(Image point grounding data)

***

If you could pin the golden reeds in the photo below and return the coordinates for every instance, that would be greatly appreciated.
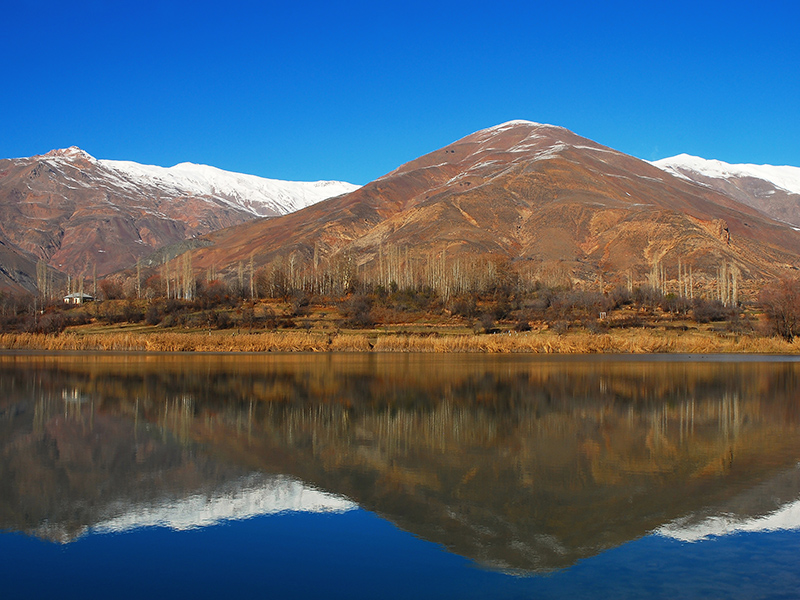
(620, 342)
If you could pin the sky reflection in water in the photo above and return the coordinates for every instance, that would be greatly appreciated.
(555, 471)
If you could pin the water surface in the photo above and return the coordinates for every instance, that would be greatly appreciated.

***

**WHAT THIS TASK INVOLVES**:
Look above for the line containing "If you could pin the sky". From there to the final line of the entries, repeat every line exactly.

**OUTPUT**:
If you could pin the sky reflection in water in the photo above and return the coordinates for every instance, that would be greatly appreciated.
(555, 471)
If you could pin the water surface in the photo above and return the coordinates for every instance, that would be greatly appreciated.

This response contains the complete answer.